I am really trying hard to move past them putting us in the only room that had a monitor despite her not being hooked up to it (and there being other rooms available) only to then have us move out at 130am when another child needed that room. They also came back at 430am and took my husband's bed that had been fine in our original room but against the rules in our new single room (I understand it's for safety reasons but come on, one more hour wouldn't have killed us). It was all just a perfect illustration of the condition of the hospital and the people who work there, especially in comparison to where they were born, St. Peter's. This place was a true representation of everything that is wrong with modern medicine and why I chose a home birth initially before we knew they were twins. It's all about money and disease rather than patient care and wellness. The hallways are beautiful with lots of cushy chairs and coffee shops but the rooms are old and dingy, the staff is overworked, underpaid and a lot of the times rude. I love our surgeon (for now) and we had three nice nurses but everyone else was miserable or just did not care. Rather than putting the millions of dollars they have had donated into actual quality of care by renovating rooms or helping the exhausted faculty and staff they build reflection gardens and add more buildings for more patients. It was exactly what I hate about hospitals - we were just a number from the second we got there. Actually, we were BeJu0730. Funny, bijoux means jewel in french. Get it?
I need to forget the fact that my six month old had over 10 IV pokes in her, two of which were in her head. I need to block out the image of her veins blowing and blood squirting out of her head. Then the IV Team joking about how bad her veins were and explaining that all kids are like that. But I will seriously have nightmares about this catheter and all the bloody piss I have seen in the last three days. I hate blood. I'm weird. I don't mind needles or poop or vomit but the thought of blood makes me sick. Bleeding out is my biggest fear ever. Ugh. Blood. And right now it's everywhere my daughter is. It might actually kill me.

--- Data section ---

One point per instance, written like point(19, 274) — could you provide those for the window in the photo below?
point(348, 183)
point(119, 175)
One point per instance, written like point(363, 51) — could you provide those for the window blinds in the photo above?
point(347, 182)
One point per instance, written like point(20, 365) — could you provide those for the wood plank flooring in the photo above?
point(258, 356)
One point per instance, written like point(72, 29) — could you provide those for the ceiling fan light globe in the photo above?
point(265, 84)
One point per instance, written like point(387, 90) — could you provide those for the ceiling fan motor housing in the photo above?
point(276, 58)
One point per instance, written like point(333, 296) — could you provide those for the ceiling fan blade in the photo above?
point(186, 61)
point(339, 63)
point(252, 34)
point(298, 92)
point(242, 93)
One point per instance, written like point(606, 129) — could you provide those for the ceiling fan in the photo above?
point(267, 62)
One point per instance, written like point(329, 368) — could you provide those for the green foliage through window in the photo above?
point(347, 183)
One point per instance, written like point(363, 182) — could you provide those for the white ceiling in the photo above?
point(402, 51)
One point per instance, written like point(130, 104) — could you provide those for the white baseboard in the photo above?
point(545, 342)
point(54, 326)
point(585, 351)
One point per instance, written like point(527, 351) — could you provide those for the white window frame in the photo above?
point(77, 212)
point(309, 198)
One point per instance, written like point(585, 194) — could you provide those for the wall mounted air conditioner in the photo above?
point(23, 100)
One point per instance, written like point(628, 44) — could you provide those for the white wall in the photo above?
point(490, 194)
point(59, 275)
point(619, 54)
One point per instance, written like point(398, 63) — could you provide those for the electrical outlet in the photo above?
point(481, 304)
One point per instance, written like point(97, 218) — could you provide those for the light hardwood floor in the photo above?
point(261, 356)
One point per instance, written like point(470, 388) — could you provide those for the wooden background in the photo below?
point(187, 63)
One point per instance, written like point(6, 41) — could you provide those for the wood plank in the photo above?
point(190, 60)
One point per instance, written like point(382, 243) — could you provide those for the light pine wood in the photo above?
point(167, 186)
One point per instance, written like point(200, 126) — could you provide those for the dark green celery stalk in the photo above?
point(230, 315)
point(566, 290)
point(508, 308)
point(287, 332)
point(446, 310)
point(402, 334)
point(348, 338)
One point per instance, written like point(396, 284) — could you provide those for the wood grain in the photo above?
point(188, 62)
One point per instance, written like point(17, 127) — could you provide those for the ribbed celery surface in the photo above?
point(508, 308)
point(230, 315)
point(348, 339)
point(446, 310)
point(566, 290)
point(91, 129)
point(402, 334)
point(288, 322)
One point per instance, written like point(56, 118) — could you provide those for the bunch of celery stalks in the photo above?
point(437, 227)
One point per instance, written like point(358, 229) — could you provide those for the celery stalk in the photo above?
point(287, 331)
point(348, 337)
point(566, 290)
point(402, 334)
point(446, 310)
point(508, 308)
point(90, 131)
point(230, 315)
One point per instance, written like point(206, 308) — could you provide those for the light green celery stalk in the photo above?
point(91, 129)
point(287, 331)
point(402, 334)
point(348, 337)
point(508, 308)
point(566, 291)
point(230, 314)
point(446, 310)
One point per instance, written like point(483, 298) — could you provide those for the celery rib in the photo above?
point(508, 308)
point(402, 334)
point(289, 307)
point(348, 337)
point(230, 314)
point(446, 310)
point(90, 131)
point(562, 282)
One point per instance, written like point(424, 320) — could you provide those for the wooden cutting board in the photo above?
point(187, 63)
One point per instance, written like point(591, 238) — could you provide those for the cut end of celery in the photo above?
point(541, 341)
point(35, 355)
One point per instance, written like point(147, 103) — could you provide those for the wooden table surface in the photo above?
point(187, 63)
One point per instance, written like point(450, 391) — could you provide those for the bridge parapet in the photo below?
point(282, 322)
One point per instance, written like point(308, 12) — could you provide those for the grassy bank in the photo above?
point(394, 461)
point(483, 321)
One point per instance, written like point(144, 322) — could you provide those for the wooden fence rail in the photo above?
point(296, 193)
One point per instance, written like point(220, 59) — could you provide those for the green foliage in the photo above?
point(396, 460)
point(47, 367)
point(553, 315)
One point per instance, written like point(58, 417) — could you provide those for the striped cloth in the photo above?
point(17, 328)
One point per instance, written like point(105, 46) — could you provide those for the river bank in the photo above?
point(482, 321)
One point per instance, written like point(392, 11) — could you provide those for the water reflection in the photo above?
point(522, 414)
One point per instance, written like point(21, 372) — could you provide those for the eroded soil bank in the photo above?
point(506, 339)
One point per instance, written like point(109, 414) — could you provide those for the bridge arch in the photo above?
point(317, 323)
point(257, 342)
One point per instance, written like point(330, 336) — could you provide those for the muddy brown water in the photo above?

--- Exercise goal ---
Continue the parent's account of the hospital stay from the sentence "It might actually kill me."

--- The answer ---
I'm having a very difficult time with an issue we are having with her prescription and trying not to freak out. There was a problem in the communication of the prescription and I almost overdosed her the first night home on an antibiotic because of the directions on the bottle (like, it says take 5 teaspoons daily and it's supposed to be 5 ml). I would have done it too if I didn't trust my instinct and call my mom (a nurse) at 1030 last night. I'm calling the doctor again tomorrow for an explanation but it is tearing me up inside that I could have hurt her if I didn't know any better. I am so thankful that I have learned to trust my gut and my instincts. I just want someone to explain to me what happened and maybe apologize for making me almost hurt my kid.
All in all I need to remember that it was a good thing, if not a great experience. Like most of my life since the day I found out about them (exactly on year ago yesterday actually). Apparently I'm just meant to travel the more difficult path when it comes to them. Twin pregnancy. Leaving work. Their birth. I am so grateful it was a mostly benign problem with an easy fix and that we are so lucky to live in a place where amazing doctors can fix things like this. I'm not so spoiled to believe that it should have been perfect, nothing ever is, but I won't lie, there are many things I wish had gone differently. I'm just happy it's over and we can hopefully move on now.
Someday soon I will go into more detail about the hydronephrosis and pyleoplasty. I am starting to realize that there are many people out there who suffer from kidney health problems, many of them twins. I'm interested in seeing if there's a correlation between the two. Right now I'm going to drink a glass of wine and relax with my family (don't worry, they're getting pumped milk so no alcohol for them!)
Send my girl (and myself) some healing thoughts please!